**Records**
....................

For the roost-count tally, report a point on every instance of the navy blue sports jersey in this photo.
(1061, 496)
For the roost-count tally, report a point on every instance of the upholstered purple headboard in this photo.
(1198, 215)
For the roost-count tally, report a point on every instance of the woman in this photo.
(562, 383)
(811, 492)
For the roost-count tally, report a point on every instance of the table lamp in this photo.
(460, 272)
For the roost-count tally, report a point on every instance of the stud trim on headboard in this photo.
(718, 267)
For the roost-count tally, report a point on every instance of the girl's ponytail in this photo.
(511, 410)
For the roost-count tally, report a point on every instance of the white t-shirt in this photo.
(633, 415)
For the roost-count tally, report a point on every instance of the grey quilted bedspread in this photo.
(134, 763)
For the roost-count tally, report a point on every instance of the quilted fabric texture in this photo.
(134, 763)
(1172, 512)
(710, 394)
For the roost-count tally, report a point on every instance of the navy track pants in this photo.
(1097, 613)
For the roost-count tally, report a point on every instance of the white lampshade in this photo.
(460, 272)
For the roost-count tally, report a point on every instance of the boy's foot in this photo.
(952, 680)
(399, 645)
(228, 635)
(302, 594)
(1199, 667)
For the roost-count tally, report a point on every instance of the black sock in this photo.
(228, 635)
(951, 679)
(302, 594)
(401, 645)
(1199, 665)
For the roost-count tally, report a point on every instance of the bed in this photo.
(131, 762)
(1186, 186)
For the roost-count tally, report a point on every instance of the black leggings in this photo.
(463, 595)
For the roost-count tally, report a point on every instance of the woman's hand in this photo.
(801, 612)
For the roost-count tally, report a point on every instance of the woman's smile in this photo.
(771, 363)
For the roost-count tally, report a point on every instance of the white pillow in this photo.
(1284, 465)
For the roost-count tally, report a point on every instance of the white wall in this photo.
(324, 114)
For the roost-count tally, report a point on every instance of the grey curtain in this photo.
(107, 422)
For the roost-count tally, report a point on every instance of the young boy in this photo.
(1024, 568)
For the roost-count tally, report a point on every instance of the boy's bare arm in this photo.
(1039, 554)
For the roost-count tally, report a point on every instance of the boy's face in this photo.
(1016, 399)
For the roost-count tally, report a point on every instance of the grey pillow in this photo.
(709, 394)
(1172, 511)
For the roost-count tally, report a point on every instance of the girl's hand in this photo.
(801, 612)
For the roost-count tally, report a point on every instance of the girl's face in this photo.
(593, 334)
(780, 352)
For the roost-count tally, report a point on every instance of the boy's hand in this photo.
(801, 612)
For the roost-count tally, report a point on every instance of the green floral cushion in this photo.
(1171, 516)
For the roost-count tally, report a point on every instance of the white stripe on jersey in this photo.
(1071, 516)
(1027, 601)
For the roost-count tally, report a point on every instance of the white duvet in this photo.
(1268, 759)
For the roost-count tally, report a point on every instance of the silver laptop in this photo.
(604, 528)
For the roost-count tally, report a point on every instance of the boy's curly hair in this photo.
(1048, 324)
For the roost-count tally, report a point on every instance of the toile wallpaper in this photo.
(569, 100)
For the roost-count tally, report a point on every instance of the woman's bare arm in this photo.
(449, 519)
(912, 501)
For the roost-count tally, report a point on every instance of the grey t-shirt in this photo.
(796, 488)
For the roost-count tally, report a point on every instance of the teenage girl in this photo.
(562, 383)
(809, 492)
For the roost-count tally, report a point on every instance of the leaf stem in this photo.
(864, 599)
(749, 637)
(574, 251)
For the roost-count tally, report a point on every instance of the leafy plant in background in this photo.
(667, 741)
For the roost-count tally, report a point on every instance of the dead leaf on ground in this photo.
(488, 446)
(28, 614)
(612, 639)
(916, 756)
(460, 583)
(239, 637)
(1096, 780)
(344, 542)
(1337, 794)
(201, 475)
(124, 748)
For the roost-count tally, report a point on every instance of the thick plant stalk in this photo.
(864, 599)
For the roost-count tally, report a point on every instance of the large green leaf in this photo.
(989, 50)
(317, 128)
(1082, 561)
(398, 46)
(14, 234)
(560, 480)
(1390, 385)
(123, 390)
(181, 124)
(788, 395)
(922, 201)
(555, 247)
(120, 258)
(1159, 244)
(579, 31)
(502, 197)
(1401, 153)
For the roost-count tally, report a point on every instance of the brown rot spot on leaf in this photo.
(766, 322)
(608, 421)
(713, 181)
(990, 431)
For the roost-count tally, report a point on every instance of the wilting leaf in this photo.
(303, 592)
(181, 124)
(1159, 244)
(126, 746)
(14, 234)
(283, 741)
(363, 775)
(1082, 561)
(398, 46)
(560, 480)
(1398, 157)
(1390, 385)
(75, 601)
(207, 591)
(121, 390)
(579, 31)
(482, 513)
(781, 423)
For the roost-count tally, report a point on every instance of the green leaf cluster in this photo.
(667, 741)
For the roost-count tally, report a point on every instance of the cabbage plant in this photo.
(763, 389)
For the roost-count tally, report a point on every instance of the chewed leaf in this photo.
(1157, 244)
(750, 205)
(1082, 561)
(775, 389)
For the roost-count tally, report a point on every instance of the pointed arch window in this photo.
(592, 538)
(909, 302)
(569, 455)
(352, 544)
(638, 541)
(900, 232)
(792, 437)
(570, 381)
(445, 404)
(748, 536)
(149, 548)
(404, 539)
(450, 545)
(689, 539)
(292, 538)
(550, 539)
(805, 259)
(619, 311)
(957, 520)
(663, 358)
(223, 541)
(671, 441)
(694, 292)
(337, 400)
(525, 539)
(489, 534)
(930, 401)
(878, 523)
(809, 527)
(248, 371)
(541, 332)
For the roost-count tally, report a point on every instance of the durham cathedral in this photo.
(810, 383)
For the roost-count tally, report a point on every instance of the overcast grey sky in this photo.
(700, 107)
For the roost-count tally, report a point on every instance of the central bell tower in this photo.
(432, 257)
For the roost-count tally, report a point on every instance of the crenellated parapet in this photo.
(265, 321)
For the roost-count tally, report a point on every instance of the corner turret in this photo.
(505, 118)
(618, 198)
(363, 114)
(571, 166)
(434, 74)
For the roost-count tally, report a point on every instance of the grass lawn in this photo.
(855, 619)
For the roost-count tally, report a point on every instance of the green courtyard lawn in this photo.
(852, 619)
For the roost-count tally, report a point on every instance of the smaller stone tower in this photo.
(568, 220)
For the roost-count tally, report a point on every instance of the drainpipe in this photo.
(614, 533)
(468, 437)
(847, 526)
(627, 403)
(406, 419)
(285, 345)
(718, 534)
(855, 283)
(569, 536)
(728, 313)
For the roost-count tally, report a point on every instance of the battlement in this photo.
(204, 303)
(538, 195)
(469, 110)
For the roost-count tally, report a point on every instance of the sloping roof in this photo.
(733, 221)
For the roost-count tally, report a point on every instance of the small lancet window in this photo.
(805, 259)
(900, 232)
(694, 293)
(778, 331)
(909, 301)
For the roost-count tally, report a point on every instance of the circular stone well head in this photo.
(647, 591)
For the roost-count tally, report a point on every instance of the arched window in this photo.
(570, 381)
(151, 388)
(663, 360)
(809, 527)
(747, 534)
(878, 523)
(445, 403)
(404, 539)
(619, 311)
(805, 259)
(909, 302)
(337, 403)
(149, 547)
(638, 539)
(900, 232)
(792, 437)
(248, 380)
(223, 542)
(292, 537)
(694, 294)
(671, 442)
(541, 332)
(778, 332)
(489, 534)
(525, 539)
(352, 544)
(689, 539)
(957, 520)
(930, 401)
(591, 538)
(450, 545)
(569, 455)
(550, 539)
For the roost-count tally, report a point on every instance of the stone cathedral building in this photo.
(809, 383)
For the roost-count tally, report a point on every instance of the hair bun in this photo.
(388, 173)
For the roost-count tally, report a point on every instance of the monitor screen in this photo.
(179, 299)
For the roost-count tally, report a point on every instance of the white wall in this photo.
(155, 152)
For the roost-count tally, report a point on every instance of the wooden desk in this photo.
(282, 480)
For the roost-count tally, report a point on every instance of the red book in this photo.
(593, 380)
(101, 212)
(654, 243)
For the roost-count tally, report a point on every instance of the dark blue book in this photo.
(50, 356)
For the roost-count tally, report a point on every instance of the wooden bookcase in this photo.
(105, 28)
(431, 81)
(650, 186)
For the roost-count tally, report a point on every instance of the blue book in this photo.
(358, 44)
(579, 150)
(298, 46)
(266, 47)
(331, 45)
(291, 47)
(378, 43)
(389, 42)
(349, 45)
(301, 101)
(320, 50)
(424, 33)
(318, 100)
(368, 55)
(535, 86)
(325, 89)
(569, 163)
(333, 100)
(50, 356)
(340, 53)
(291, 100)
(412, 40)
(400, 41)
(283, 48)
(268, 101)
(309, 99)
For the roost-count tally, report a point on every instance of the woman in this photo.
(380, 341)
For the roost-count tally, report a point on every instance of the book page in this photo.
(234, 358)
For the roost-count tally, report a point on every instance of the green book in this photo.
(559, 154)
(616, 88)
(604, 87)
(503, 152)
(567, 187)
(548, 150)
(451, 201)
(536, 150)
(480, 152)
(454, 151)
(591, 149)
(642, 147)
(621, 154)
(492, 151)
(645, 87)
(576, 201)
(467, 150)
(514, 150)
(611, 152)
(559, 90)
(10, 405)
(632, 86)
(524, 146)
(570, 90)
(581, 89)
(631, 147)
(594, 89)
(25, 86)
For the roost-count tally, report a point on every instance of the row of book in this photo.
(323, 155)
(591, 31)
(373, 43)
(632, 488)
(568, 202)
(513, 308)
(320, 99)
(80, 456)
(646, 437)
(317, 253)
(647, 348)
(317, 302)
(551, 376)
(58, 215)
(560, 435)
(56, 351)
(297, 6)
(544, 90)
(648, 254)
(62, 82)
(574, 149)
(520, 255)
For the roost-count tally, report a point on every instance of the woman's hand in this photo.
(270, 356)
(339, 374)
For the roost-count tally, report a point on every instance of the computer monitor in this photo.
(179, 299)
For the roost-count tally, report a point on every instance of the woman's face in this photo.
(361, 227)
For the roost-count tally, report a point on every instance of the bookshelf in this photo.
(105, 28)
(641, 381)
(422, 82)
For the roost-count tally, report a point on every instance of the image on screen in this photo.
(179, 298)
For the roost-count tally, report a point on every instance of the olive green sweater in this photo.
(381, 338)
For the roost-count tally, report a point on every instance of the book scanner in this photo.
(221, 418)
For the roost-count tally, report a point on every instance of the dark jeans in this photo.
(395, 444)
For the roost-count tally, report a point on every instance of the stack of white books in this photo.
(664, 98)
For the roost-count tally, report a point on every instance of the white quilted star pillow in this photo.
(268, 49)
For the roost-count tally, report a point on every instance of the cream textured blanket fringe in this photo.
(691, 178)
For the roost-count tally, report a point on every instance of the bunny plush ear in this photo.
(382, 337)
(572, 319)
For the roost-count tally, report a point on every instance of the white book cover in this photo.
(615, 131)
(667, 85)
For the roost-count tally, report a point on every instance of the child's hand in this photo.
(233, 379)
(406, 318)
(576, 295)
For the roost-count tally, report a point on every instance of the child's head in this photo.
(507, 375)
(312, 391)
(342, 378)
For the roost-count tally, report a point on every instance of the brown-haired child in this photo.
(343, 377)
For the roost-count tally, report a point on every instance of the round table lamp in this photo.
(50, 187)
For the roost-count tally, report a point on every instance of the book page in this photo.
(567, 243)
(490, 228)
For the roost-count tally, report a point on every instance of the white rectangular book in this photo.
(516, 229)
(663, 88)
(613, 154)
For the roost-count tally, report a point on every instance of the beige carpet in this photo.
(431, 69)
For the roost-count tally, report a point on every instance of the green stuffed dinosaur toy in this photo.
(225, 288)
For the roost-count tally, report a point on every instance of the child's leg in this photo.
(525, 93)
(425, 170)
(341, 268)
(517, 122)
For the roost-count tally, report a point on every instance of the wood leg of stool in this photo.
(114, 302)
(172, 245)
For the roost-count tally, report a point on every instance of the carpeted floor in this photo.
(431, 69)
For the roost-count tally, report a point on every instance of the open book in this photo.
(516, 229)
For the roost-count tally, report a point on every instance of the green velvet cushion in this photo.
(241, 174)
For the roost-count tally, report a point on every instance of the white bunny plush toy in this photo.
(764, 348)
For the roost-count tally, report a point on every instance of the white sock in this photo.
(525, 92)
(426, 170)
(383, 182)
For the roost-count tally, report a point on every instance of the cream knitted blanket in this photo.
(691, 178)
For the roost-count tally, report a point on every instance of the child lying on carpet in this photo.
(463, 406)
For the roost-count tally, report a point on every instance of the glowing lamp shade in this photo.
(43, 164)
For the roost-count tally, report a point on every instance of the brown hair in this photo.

....................

From the line holding "rectangular book in this photo." down to the final line above, quote every line exactly and only those lines.

**Task result**
For the roost-count tally, report a point on every instance of the white rectangular book in this photo.
(516, 229)
(663, 88)
(613, 154)
For the roost-count tally, report a point on every instance of the beige carpet in this photo.
(431, 69)
For the roost-count tally, report a point on every instance of the green stuffed dinosaur toy in this photo.
(225, 288)
For the roost-count tally, report a point on every instance of the child's leg in this photo.
(525, 93)
(425, 170)
(341, 268)
(517, 122)
For the roost-count tally, report a point on every instance of the wood leg of stool in this photo.
(114, 302)
(172, 245)
For the roost-count tally, report a point on every instance of the carpeted floor in this photo.
(431, 69)
For the roost-count tally, report a point on every instance of the open book in this photo.
(516, 229)
For the roost-count tally, report a point on every instance of the green velvet cushion in this photo.
(241, 174)
For the roost-count tally, report a point on every instance of the white bunny plush toy in this photo.
(764, 348)
For the roost-count tally, report a point on every instance of the white sock in this photo.
(525, 92)
(426, 170)
(383, 182)
For the roost-count tally, report a point on every instance of the cream knitted blanket in this photo.
(691, 178)
For the roost-count tally, report a point on every instance of the child lying on carpet in this photo.
(463, 406)
For the roost-count tally, report a point on every instance of the glowing lamp shade in this photo.
(43, 164)
For the roost-count tally, report a point on every instance of the brown hair in this photo.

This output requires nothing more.